- _What you should do_: Substitute "motion sensor" for "motion detector" everywhere in the material below, and reproduce everything else unchanged.

------------------------------------

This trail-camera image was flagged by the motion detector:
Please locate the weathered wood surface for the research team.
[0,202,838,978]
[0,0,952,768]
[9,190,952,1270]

------------------------------------

- _Finished exercise_:
This trail-camera image was flagged by the motion sensor:
Please locate the weathered wood surface for the research team.
[0,202,838,978]
[0,0,952,768]
[9,190,952,1270]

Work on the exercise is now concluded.